### [Исходный отрывок]

┄┄┄┄┄┄┄┄┄┄┄┄┄┄┄┄┄┄┄┄

Анализ результатов исследования показывает, что высокая удовлетворённость отношениями в вузе обусловлена во многом пассивным характером студенческой позиции по отношению к ситуации на факультете и в вузе, широко распространённой неосведомленностью о возможностях и механизмах влияния на ситуацию, либо неверием в возможность подобного влияния. Наиболее рельефно это проявляется при анализе отношения студентов к студенческому самоуправлению и ответственности за ситуацию и решения в группе/на факультете/в вузе.
В некоторой степени возможная с помощью студенческого самоуправления интеграция студентов в процессы принятии решений на вузовском уровне невелика. Около 40% анкетированных воронежских студентов не имеют представления о том, что в вузе имеется студенческое самоуправление, а ещё 34 % полагают, что оно существует, но о том, в чём заключаются его функции, имеют весьма смутное представление. В органах самоуправления (студенческие советы, активы факультетов, старостаты) участвуют около 16 % опрошенных. При этом половина из них полагает, что студенческое самоуправление - явление достаточно формальное и на ситуацию в вузе повлиять не может вообще, а на ситуацию на факультете -несущественно.
Около 20% воронежских студентов отметили, что практически всегда могут донести свою точку зрения и достигнуть согласия в отношениях со студенческим самоуправлением и еще 40% способны сделать это иногда, а порядка 12% испытывают затруднения в отношениях со студсоветом.
Некоторые сложности у исследователя на фоне таких цифр вызывает трактовка данных об информированности студентов о наличии указанного самоуправления в вузе. Не более 36% опрошенных заявили, что в их учебном заведении действует студенческое самоуправление, 40% твердо уверены, что студенческого самоуправления в их вузе нет, и 24% затруднились ответить. Любопытно, что при этом около 44% опрошенных отметили, что реально влиять на организацию учебного процесса у студенческого самоуправления получается. Некоторая абсурдность ситуации заключается в том, что 12 % опрошенных отметили, что студенческого самоуправления в вузе не имеется. Отсюда следует, что студенческое управление отсутствует, но, невзирая на это, может влиять на организации учебного процесса, что, как минимум, абсурдно, а, как максимум, претендует на статус чуда. Можно предположить, что некоторые студенты узнали о наличии студенческого самоуправления из самой анкеты, а дальше «сработала» схема - «раз что-то управляющее есть, значит на
что-то должно влиять». Эта, своего рода, вера в абстрактное могущество инстанции, имеющей некоторый формальный доступ к властным ресурсам, свидетельствует о весьма низком уровне социальной активности и информированности студентов в области самоуправления. Отсюда можно сделать вывод, что студенты не представляют конкретных механизмов реализации студенческого самоуправления и своего личного участия в нём.
Оптимистичными, на первый взгляд, кажутся данные о целенаправленной деятельности вуза в отношении мотивации студентов на участие в студенческом сапоуправлении: так, например, в Воронеже 24 % студентов считают, что на таковое участие они мотивированы вузом в полной мере и порядка 56% чувствуют себя мотивированными частично. При этом о своем личном участии в студсовете заявило всего 16% опрошенных. То есть, из мотивированных в полной мере на участие в студенческом самоуправлении треть всё равно в нём не участвует, удовлетворяясь пассивным созерцанием этой всецелой мотивации. Таким образом, абстрактная мотивированность не переходит в формы конкретной социальной активности.

┄┄┄┄┄┄┄┄┄┄┄┄┄┄┄┄┄┄┄┄

### [Фрагменты перечня]

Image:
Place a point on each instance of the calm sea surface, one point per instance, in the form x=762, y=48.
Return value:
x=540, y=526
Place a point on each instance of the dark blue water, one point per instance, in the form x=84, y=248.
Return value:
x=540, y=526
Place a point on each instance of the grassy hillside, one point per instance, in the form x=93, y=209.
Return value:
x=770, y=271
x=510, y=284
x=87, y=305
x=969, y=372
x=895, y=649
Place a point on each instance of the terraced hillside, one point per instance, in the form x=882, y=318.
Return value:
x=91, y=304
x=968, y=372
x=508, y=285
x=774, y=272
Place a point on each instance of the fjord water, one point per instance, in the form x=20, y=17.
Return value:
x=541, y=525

┄┄┄┄┄┄┄┄┄┄┄┄┄┄┄┄┄┄┄┄

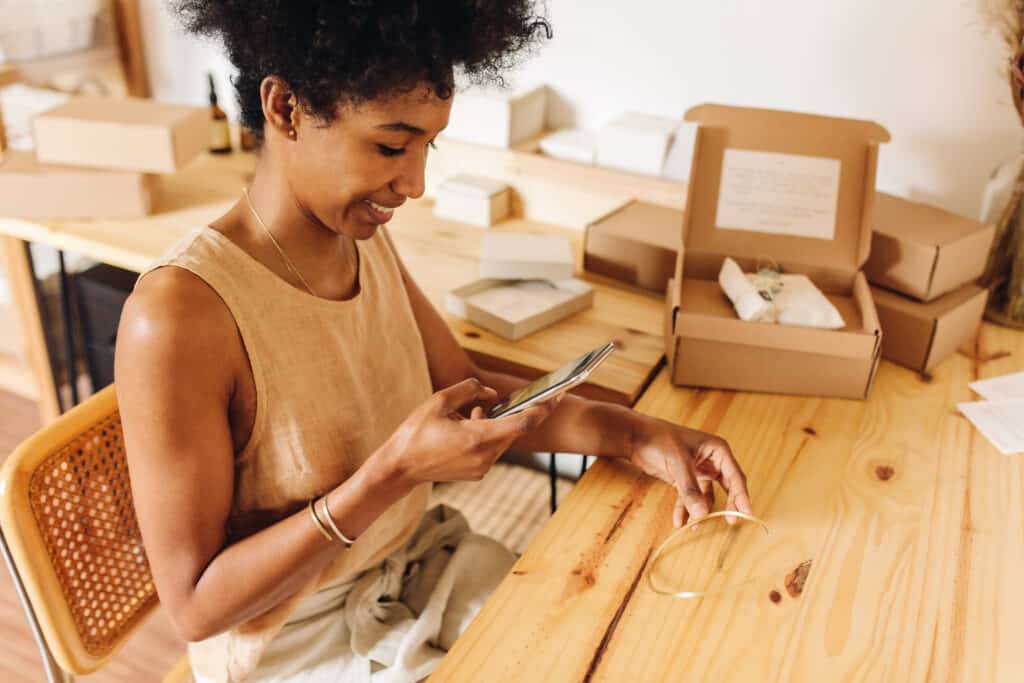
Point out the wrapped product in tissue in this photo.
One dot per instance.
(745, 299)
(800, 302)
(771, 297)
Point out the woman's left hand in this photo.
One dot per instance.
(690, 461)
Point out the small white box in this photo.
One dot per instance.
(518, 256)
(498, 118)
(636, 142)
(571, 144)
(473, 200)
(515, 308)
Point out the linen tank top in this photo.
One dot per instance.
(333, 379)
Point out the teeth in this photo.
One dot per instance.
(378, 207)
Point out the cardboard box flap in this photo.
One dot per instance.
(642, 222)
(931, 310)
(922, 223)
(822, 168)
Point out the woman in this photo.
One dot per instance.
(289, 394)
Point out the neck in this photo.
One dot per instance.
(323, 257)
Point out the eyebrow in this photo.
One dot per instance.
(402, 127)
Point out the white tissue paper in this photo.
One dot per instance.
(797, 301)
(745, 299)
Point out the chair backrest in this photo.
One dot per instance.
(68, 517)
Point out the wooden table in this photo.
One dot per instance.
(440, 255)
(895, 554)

┄┄┄┄┄┄┄┄┄┄┄┄┄┄┄┄┄┄┄┄

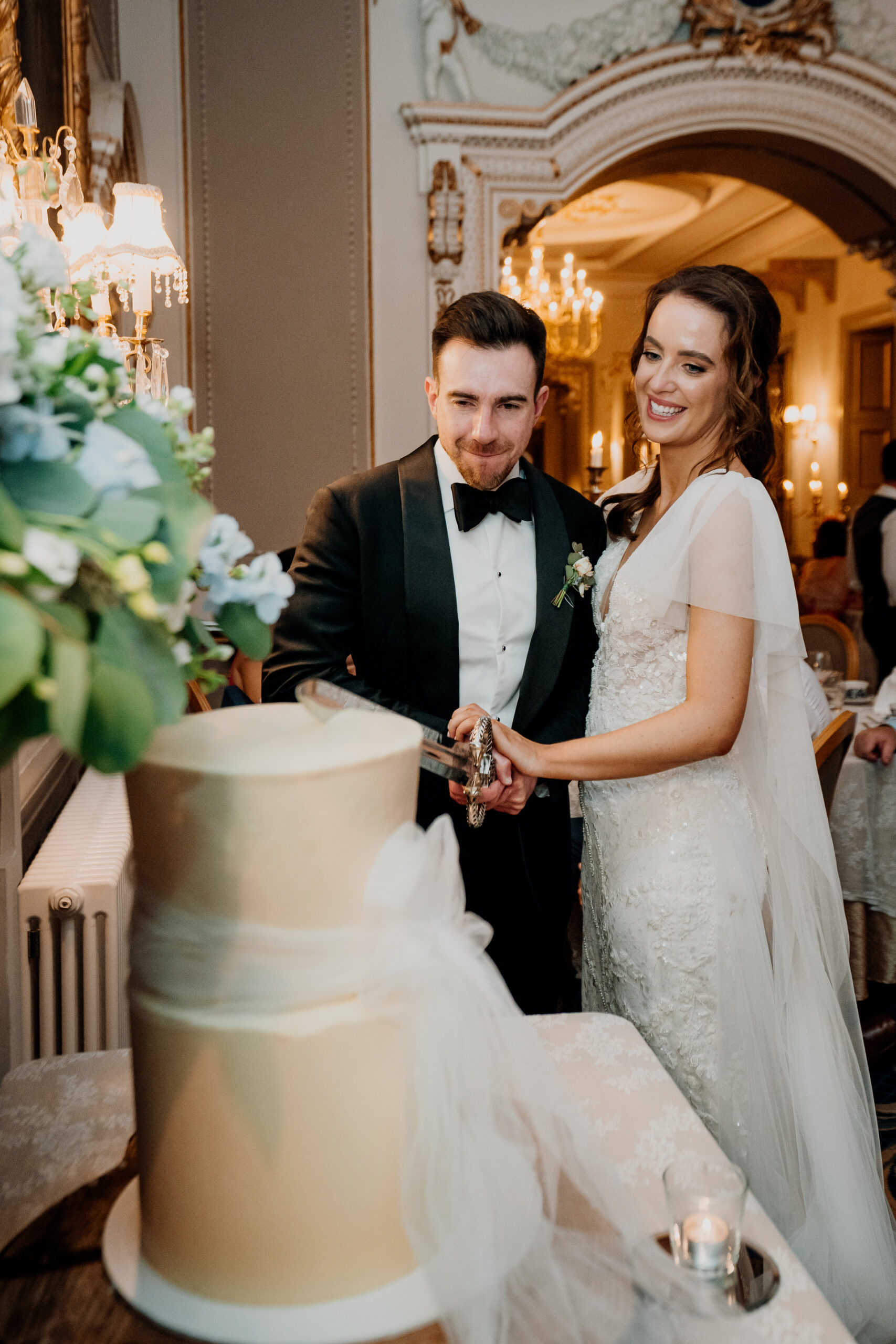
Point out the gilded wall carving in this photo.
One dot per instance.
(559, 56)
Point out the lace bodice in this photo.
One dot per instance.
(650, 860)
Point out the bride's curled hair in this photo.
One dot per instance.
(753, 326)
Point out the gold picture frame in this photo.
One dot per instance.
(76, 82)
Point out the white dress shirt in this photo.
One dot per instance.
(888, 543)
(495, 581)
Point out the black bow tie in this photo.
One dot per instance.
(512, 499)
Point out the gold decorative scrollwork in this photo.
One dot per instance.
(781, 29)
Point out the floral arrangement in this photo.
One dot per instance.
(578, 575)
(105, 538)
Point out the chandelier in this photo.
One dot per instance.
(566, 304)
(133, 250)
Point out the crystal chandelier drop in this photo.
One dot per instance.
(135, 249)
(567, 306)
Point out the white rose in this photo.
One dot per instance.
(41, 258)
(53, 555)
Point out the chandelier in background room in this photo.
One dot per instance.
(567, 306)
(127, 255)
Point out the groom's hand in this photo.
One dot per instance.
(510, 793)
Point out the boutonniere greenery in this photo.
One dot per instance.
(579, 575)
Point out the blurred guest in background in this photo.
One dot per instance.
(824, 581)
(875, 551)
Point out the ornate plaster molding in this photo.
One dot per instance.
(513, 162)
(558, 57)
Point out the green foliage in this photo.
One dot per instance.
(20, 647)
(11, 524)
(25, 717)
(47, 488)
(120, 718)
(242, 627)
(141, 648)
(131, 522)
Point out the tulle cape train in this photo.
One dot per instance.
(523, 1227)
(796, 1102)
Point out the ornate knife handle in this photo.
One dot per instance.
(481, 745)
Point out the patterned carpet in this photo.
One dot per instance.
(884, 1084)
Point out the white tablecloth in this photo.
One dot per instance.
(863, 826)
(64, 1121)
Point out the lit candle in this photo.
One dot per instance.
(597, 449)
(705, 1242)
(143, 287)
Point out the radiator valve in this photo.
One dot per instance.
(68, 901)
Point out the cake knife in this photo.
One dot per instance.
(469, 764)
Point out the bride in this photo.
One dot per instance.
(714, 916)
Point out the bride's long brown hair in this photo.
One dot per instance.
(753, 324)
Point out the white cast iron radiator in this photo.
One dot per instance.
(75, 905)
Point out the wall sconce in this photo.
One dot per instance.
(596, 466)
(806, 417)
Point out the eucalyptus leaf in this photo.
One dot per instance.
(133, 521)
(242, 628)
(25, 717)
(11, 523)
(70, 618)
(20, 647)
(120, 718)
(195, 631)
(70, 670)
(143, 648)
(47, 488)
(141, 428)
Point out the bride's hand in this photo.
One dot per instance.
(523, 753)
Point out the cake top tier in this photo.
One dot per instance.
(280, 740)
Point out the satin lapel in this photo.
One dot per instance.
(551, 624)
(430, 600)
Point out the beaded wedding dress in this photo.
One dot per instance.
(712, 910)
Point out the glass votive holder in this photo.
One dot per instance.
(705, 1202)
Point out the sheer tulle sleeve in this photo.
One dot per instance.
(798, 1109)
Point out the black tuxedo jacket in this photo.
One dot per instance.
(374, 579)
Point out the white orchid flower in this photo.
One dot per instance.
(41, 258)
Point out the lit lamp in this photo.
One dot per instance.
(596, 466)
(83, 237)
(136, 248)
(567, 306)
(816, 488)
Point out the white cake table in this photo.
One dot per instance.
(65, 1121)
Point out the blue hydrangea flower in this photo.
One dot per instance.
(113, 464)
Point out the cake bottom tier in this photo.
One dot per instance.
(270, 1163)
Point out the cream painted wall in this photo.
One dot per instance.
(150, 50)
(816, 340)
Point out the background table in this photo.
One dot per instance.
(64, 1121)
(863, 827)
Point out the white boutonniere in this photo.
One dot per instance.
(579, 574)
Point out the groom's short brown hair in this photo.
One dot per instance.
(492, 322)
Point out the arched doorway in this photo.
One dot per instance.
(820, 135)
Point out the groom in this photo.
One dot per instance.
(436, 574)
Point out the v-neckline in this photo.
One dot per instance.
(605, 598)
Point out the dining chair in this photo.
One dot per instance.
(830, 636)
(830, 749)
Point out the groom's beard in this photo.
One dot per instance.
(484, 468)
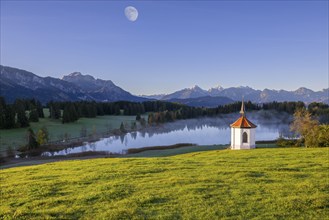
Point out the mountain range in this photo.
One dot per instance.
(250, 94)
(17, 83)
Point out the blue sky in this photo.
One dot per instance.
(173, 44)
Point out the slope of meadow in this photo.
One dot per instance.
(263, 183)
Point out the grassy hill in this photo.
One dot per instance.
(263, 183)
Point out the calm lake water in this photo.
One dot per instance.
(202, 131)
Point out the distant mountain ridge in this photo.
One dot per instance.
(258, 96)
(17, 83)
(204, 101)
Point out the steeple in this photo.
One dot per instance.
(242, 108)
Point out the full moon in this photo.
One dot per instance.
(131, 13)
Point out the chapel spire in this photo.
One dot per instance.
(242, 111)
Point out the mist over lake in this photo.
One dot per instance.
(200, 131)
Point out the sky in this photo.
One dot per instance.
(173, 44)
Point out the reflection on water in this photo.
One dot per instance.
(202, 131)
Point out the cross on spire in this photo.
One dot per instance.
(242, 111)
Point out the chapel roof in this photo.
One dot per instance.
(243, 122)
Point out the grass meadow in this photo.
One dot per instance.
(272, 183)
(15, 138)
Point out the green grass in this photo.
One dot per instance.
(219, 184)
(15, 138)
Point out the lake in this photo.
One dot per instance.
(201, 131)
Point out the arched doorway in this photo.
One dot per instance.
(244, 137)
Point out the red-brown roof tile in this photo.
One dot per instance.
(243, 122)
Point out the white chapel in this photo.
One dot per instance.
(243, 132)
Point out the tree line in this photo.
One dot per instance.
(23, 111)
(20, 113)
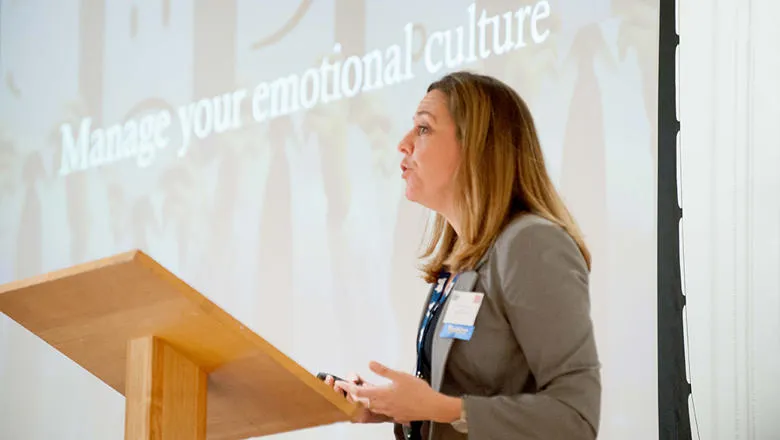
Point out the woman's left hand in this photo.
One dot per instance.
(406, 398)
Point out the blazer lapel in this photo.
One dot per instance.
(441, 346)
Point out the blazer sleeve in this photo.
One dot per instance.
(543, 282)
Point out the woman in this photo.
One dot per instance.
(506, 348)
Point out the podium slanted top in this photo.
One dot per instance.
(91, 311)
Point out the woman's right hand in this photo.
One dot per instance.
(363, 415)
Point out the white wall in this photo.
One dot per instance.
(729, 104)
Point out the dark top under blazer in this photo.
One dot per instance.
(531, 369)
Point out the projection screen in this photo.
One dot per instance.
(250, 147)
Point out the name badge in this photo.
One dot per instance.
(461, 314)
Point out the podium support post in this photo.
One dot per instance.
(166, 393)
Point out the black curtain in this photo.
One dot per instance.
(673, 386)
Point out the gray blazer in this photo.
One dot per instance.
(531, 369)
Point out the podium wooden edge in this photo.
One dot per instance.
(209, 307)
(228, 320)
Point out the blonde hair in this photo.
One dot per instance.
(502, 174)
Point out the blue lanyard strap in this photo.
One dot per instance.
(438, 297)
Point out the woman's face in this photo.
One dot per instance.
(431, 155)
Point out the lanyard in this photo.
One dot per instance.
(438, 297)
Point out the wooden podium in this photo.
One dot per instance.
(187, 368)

┄┄┄┄┄┄┄┄┄┄┄┄┄┄┄┄┄┄┄┄

### [Задачи]
1. Ответьте на вопросы по отрывку о студенческом самоуправлении.
(a) Сколько процентов анкетированных воронежских студентов не имеют представления о том, что в вузе есть студенческое самоуправление?
(b) Какая доля воронежских студентов испытывает затруднения в отношениях со студсоветом?
(c) Сколько процентов студентов в Воронеже считают, что вуз в полной мере мотивирует их на участие в студенческом самоуправлении?
2. Верните без изменений часть отрывка о студенческом самоуправлении, которая начинается со слов, содержащих «Около 20% воронежских», и заканчивается словами «отношениях со студсоветом.».

### [Ответы]
1.
(a) Около 40%.
(b) Порядка 12%.
(c) 24%.

2.
Около 20% воронежских студентов отметили, что практически всегда могут донести свою точку зрения и достигнуть согласия в отношениях со студенческим самоуправлением и еще 40% способны сделать это иногда, а порядка 12% испытывают затруднения в отношениях со студсоветом.